Directions for this task: From the entries below, copy each line in which the word "foliage" occurs.

Provided entries:
_ _ _
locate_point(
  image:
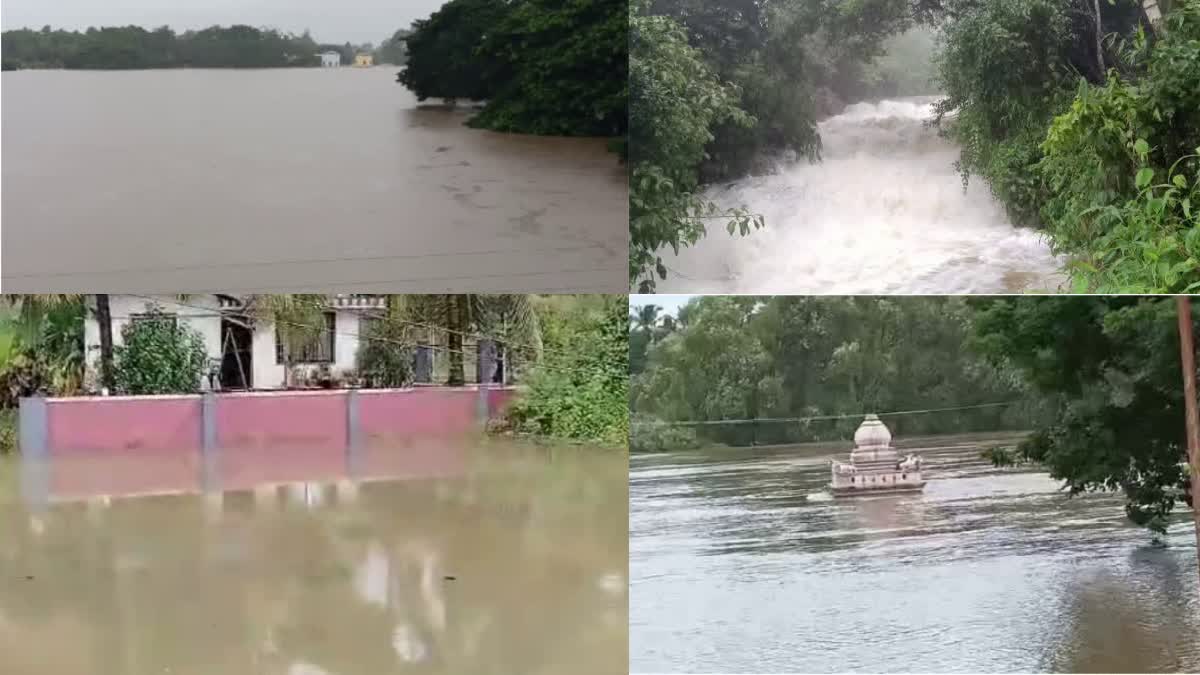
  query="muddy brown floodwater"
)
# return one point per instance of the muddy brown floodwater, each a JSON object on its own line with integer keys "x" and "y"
{"x": 514, "y": 563}
{"x": 739, "y": 562}
{"x": 292, "y": 179}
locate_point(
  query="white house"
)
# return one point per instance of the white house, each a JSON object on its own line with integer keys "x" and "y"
{"x": 245, "y": 354}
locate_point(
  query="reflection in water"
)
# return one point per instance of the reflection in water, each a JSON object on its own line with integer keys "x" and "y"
{"x": 739, "y": 563}
{"x": 498, "y": 569}
{"x": 315, "y": 179}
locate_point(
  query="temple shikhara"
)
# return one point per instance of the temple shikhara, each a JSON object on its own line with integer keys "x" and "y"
{"x": 875, "y": 466}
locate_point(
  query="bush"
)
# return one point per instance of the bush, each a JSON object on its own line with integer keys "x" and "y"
{"x": 160, "y": 356}
{"x": 384, "y": 357}
{"x": 580, "y": 388}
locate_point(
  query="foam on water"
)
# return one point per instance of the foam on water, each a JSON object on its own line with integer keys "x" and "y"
{"x": 883, "y": 211}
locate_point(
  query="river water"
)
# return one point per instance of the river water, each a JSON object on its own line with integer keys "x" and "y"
{"x": 292, "y": 179}
{"x": 883, "y": 213}
{"x": 741, "y": 563}
{"x": 513, "y": 560}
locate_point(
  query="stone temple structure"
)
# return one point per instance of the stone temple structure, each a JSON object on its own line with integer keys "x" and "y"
{"x": 874, "y": 466}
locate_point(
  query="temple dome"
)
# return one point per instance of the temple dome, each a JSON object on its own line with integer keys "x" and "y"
{"x": 873, "y": 434}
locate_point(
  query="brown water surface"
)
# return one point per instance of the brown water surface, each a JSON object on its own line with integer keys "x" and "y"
{"x": 516, "y": 563}
{"x": 292, "y": 179}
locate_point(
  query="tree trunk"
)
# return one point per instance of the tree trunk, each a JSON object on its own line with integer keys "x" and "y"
{"x": 105, "y": 317}
{"x": 456, "y": 323}
{"x": 1099, "y": 37}
{"x": 1187, "y": 353}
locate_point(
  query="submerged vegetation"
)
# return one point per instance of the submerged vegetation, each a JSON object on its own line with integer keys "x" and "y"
{"x": 543, "y": 66}
{"x": 1095, "y": 380}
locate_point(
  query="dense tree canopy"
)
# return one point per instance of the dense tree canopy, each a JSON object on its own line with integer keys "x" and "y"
{"x": 755, "y": 76}
{"x": 789, "y": 357}
{"x": 133, "y": 47}
{"x": 544, "y": 66}
{"x": 1109, "y": 369}
{"x": 1085, "y": 124}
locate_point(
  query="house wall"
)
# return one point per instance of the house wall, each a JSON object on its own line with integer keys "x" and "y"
{"x": 269, "y": 375}
{"x": 201, "y": 312}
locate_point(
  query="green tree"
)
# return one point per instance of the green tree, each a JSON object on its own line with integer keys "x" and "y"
{"x": 160, "y": 356}
{"x": 580, "y": 388}
{"x": 559, "y": 69}
{"x": 443, "y": 60}
{"x": 1109, "y": 371}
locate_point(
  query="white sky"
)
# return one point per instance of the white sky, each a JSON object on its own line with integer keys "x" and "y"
{"x": 337, "y": 21}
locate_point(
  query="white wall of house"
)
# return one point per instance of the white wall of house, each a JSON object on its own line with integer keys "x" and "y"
{"x": 203, "y": 314}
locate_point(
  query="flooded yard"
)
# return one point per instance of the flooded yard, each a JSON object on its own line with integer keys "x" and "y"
{"x": 498, "y": 559}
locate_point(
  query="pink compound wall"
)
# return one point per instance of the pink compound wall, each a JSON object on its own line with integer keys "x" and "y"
{"x": 143, "y": 444}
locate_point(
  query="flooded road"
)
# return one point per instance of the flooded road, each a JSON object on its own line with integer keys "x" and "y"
{"x": 883, "y": 213}
{"x": 738, "y": 562}
{"x": 513, "y": 562}
{"x": 289, "y": 180}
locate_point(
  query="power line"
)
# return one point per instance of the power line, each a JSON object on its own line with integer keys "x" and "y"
{"x": 825, "y": 417}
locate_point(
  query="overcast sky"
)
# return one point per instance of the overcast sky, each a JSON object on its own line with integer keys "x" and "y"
{"x": 357, "y": 21}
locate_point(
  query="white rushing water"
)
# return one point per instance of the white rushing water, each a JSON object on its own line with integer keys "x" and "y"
{"x": 883, "y": 211}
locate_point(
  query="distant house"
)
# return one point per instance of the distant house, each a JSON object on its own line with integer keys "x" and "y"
{"x": 246, "y": 353}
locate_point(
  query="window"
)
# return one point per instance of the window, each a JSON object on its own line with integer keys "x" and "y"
{"x": 165, "y": 317}
{"x": 318, "y": 350}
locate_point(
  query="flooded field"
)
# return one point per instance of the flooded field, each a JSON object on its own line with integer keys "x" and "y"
{"x": 292, "y": 179}
{"x": 501, "y": 559}
{"x": 739, "y": 562}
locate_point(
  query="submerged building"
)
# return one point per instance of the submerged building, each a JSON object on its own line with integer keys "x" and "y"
{"x": 875, "y": 466}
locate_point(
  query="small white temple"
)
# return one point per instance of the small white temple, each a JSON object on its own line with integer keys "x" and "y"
{"x": 874, "y": 465}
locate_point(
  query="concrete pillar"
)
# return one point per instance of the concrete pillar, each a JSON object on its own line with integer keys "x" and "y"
{"x": 33, "y": 435}
{"x": 353, "y": 434}
{"x": 423, "y": 364}
{"x": 210, "y": 455}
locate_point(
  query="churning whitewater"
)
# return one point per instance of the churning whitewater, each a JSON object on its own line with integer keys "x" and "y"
{"x": 883, "y": 211}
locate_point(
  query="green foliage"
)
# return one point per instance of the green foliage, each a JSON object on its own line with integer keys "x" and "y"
_ _ _
Answer space:
  query="green foliage"
# return one point per instance of the green foliage, each a JSON object on its own line with integer keys "x" and "y"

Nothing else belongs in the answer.